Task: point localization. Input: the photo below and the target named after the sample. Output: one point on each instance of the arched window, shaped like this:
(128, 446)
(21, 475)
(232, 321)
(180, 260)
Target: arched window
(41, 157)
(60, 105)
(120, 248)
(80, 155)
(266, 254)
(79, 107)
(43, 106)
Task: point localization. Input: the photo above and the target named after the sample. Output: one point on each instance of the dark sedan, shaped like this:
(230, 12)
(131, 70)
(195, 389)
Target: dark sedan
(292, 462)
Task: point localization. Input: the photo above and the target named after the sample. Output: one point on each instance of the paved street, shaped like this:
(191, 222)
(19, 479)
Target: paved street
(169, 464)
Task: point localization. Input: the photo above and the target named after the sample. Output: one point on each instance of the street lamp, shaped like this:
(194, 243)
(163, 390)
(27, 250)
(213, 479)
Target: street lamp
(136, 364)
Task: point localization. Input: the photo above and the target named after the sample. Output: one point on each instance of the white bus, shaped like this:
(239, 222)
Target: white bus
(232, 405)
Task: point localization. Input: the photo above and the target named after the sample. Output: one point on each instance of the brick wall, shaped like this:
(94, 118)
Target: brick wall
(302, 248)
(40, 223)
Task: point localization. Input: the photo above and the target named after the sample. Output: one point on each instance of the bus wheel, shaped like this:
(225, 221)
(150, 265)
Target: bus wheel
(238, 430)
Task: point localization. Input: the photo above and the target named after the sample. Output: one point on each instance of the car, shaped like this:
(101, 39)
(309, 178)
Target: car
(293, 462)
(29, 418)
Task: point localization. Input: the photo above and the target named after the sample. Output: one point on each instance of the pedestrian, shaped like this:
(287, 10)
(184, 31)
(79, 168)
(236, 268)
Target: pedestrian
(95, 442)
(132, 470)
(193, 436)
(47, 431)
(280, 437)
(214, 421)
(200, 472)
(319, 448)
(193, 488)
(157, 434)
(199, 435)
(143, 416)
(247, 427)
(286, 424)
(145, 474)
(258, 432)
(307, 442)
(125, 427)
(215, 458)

==============================

> [WORK REQUIRED]: Your task is to transcribe the listing above in full, exactly as given.

> [TASK OUTPUT]:
Task: point localization. Input: the photo below and the target named after the sample. Output: one point on each instance of the arched window, shaped like this:
(128, 446)
(21, 475)
(232, 321)
(180, 260)
Target: arched window
(41, 157)
(60, 105)
(120, 248)
(80, 155)
(266, 254)
(79, 107)
(43, 106)
Task: point localization. Input: the photo above and the target named after the sample. Output: one point on each instance of the dark sedan, shaped like this:
(230, 12)
(131, 70)
(195, 389)
Target: dark sedan
(292, 462)
Task: point localization. Input: the photo above and the target named after the sample. Output: one point on each instance of the paved street, shaped like this:
(191, 222)
(19, 479)
Target: paved street
(169, 464)
Task: point localization. Input: the photo above and the target named after the sample. Output: one point on each instance of the street lamp, shaped like this:
(194, 243)
(163, 390)
(27, 250)
(213, 479)
Target: street lamp
(136, 364)
Task: point localization. Input: the photo above and the target named after the sample. Output: one point on each instance of the white bus, shaped like this:
(239, 222)
Target: white bus
(232, 405)
Task: point localization. Input: the photo above and the target named after the sample. Output: one point on each instance of the brick wall, shaped like this:
(94, 118)
Target: brick wall
(302, 248)
(40, 223)
Task: point localization. Input: the photo above and the target named after the sample. Output: one point on each instance of the bus wheel, shaped like this:
(225, 221)
(150, 265)
Target: bus wheel
(238, 430)
Task: point localization. Input: the photo above and the target named after the sample. Output: one point on each instance of the car, shaped like this:
(101, 39)
(309, 178)
Target: car
(293, 462)
(29, 418)
Task: point localization. Input: the photo above and the target named after the sample. Output: one point on each instance of the pedestrian, shaped like this:
(287, 10)
(184, 31)
(79, 168)
(236, 268)
Target: pedestrian
(95, 442)
(132, 470)
(193, 436)
(47, 431)
(280, 437)
(214, 421)
(200, 472)
(319, 448)
(193, 488)
(157, 434)
(199, 435)
(143, 416)
(247, 427)
(286, 424)
(145, 474)
(258, 432)
(307, 442)
(125, 427)
(215, 458)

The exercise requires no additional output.